Work item: Repeat every entry exactly as it appears.

(Records excerpted from a collection)
_ _ _ _
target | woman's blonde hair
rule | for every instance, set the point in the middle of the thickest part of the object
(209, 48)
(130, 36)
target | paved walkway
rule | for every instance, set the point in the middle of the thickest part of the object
_ _ _ _
Response to this task:
target | woman's blonde hair
rule | for every instance, set the point in the middle of the thickest part of the object
(209, 48)
(130, 36)
target | paved walkway
rule | for every instance, set the point in the middle of the thickest part of the object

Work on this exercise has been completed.